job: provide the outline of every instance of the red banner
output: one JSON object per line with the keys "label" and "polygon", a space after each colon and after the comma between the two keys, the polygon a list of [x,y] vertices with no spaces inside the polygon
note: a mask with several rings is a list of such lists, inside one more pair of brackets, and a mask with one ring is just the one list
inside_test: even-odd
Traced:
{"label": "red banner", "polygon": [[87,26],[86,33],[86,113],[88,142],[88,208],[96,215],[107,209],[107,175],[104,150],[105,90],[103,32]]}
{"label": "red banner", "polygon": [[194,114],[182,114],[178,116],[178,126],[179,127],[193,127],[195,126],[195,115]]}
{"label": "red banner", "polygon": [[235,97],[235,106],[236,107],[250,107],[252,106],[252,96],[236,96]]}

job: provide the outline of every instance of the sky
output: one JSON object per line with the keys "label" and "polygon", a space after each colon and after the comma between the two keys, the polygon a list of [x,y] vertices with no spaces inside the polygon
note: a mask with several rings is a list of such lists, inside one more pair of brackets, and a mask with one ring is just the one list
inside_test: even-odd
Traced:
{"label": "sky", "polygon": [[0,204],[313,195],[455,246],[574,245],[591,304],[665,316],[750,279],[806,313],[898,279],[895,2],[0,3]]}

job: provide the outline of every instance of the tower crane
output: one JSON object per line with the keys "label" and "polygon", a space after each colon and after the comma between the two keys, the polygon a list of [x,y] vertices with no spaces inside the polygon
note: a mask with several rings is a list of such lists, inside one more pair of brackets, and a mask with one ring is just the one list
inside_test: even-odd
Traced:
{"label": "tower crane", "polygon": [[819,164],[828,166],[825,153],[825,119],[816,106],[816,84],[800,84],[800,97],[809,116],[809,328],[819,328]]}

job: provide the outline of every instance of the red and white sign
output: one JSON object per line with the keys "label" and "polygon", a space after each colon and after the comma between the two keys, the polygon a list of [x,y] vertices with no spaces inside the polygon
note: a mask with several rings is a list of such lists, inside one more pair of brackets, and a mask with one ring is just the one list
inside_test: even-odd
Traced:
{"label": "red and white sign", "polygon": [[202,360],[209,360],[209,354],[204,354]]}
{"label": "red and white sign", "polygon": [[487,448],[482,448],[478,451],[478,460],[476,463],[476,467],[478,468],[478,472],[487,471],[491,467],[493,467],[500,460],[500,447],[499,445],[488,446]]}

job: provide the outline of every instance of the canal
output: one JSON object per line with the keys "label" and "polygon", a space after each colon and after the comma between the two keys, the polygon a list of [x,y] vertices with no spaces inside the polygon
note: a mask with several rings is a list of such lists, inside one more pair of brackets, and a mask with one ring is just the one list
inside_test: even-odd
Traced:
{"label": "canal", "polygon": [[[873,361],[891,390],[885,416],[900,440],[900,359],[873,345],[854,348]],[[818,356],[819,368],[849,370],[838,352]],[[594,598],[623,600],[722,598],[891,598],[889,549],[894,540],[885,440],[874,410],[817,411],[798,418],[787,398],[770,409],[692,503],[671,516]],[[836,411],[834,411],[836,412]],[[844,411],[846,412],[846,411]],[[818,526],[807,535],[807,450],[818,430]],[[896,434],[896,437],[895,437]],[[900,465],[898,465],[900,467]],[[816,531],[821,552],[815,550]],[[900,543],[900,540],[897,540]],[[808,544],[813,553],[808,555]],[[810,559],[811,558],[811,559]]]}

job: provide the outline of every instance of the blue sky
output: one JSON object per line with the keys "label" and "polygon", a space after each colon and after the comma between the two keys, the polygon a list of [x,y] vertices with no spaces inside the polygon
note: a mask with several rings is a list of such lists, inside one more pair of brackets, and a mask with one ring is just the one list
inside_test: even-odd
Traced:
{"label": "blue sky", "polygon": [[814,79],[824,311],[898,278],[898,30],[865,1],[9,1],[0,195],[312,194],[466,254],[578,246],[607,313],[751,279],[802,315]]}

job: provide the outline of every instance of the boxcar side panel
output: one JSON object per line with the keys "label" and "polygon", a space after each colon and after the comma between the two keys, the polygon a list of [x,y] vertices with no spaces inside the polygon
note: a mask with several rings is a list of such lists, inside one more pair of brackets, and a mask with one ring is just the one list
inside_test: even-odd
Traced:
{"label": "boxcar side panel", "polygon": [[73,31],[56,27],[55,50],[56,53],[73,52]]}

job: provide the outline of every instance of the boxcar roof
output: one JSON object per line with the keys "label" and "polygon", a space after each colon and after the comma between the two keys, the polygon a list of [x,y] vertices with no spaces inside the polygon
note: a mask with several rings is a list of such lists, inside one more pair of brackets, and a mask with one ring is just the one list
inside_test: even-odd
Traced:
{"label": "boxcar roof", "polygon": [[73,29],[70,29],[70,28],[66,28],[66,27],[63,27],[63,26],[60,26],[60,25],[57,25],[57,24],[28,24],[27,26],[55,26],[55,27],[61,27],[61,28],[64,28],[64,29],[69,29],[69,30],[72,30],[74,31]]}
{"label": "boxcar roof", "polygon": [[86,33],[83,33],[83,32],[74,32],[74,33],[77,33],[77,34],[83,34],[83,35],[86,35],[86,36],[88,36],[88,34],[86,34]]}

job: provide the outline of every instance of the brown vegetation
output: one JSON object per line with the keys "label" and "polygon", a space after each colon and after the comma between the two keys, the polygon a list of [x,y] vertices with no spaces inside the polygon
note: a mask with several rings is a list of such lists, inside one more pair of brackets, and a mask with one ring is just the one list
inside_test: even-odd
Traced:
· · · ·
== What the task asks ==
Only lines of the data holding the word "every" go in the answer. Please copy each of them.

== Reply to the task ==
job: provide the outline of every instance of the red banner
job: provide the outline of every instance of the sky
job: provide the outline of every instance of the tower crane
job: provide the outline of every instance of the red and white sign
job: provide the outline of every instance of the canal
job: provide the outline of every instance of the blue sky
job: provide the outline of every instance of the boxcar side panel
job: provide the outline of every instance of the boxcar roof
job: provide the outline of every instance of the brown vegetation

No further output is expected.